[Raw records]
------------------------

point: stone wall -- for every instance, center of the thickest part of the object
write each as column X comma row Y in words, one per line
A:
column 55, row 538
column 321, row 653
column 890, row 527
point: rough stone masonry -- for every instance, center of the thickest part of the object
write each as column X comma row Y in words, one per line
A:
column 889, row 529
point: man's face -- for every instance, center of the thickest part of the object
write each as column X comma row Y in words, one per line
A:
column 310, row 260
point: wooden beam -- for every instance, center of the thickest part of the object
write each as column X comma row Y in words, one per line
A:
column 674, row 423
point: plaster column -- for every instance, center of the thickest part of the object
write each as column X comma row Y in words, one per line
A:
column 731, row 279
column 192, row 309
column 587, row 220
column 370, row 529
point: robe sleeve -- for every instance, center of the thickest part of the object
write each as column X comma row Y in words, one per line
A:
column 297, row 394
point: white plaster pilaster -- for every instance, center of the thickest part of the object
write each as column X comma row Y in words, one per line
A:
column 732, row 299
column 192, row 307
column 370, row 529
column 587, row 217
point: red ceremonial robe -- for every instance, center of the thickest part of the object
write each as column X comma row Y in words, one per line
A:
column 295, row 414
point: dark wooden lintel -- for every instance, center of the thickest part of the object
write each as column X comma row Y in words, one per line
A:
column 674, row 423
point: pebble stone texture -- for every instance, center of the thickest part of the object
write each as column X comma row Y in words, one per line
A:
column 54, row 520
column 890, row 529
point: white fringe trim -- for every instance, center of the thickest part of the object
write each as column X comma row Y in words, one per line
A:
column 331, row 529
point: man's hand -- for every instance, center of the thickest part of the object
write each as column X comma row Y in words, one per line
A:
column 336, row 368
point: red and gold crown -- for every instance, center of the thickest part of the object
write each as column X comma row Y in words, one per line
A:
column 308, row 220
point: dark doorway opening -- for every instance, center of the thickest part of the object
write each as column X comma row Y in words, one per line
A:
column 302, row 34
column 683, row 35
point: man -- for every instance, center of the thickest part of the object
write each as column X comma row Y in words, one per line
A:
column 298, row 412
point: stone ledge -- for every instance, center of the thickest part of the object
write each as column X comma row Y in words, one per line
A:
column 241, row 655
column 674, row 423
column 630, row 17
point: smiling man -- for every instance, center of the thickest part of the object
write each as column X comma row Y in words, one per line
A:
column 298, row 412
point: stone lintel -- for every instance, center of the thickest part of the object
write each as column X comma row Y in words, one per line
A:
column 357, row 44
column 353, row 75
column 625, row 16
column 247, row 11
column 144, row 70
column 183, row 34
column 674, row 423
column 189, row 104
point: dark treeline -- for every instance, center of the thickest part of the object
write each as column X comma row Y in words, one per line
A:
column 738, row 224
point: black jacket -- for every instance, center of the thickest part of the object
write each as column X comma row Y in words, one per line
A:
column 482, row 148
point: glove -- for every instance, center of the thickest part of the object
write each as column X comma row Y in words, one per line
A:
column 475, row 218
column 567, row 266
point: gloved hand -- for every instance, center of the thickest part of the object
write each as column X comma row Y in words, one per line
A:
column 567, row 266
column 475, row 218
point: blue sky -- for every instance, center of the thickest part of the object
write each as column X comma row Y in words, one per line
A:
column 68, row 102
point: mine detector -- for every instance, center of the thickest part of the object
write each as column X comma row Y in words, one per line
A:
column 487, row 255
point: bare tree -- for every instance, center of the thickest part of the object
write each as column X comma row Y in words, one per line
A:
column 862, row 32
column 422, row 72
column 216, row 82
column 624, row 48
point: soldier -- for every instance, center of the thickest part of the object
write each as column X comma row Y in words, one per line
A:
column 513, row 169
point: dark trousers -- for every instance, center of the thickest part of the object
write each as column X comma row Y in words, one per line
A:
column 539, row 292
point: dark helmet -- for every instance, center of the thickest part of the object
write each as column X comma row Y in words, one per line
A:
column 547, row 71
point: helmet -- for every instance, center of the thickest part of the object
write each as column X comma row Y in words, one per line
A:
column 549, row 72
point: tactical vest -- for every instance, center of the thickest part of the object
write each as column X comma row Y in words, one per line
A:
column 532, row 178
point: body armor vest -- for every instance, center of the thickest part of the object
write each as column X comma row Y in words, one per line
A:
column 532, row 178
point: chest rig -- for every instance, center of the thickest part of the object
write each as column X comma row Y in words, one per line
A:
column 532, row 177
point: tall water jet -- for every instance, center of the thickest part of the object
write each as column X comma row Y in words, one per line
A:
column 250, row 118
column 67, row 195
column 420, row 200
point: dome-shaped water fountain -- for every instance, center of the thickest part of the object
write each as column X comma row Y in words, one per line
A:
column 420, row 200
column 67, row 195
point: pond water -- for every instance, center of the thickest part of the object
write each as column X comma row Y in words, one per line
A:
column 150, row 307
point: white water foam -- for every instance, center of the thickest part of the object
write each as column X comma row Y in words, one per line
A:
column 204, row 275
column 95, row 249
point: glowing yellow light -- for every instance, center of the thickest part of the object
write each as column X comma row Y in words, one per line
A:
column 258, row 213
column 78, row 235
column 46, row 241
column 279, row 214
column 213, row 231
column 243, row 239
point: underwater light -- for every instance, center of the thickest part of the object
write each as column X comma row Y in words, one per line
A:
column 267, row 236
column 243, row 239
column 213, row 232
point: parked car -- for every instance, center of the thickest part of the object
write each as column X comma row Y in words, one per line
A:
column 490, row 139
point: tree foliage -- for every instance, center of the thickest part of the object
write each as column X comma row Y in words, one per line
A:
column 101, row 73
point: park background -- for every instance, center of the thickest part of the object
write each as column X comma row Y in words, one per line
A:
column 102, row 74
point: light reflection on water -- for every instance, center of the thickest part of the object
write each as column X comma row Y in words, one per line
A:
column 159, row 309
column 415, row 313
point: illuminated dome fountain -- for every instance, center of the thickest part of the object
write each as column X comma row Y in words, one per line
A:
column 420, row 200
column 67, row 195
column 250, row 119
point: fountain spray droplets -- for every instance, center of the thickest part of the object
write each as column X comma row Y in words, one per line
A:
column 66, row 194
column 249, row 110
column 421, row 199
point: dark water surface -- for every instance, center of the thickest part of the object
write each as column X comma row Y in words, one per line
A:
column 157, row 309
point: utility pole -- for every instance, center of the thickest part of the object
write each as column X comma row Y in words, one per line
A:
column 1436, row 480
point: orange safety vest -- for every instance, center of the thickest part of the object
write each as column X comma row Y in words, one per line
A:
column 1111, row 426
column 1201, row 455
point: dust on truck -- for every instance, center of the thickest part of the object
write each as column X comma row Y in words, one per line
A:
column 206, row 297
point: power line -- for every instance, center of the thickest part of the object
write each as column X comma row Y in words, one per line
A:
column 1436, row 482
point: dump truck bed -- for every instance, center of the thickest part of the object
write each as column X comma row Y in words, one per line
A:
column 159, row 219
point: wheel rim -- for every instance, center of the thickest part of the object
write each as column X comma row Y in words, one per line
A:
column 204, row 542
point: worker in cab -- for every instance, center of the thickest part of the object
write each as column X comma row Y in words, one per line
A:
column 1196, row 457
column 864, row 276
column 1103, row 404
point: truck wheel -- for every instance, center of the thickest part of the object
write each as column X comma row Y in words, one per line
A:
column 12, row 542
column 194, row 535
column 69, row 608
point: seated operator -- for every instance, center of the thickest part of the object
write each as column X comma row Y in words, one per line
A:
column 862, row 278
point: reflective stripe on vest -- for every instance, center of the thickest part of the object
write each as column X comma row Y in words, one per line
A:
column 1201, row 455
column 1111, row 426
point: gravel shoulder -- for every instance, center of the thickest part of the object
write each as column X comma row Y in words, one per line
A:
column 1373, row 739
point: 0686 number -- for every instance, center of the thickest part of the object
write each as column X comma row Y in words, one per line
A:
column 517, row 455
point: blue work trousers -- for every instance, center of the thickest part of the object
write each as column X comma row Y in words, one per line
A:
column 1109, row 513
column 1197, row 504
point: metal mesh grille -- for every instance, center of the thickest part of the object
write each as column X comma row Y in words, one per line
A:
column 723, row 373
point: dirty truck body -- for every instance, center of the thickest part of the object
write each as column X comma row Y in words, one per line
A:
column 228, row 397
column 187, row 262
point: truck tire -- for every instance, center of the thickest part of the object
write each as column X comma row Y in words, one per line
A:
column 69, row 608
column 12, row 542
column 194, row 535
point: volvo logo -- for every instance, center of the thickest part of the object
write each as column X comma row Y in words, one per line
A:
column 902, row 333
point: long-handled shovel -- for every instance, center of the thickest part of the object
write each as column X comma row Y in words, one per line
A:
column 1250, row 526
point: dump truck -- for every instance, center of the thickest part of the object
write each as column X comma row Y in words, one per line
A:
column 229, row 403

------------------------

## Instructions to follow
Please copy the rows above word for word, starting at the very first line and ending at the line that contains "column 890, row 527".

## Solution
point: stone wall -- for every instance, center of the thickest part of the object
write each as column X comma row Y in words, one per line
A:
column 55, row 538
column 321, row 653
column 890, row 527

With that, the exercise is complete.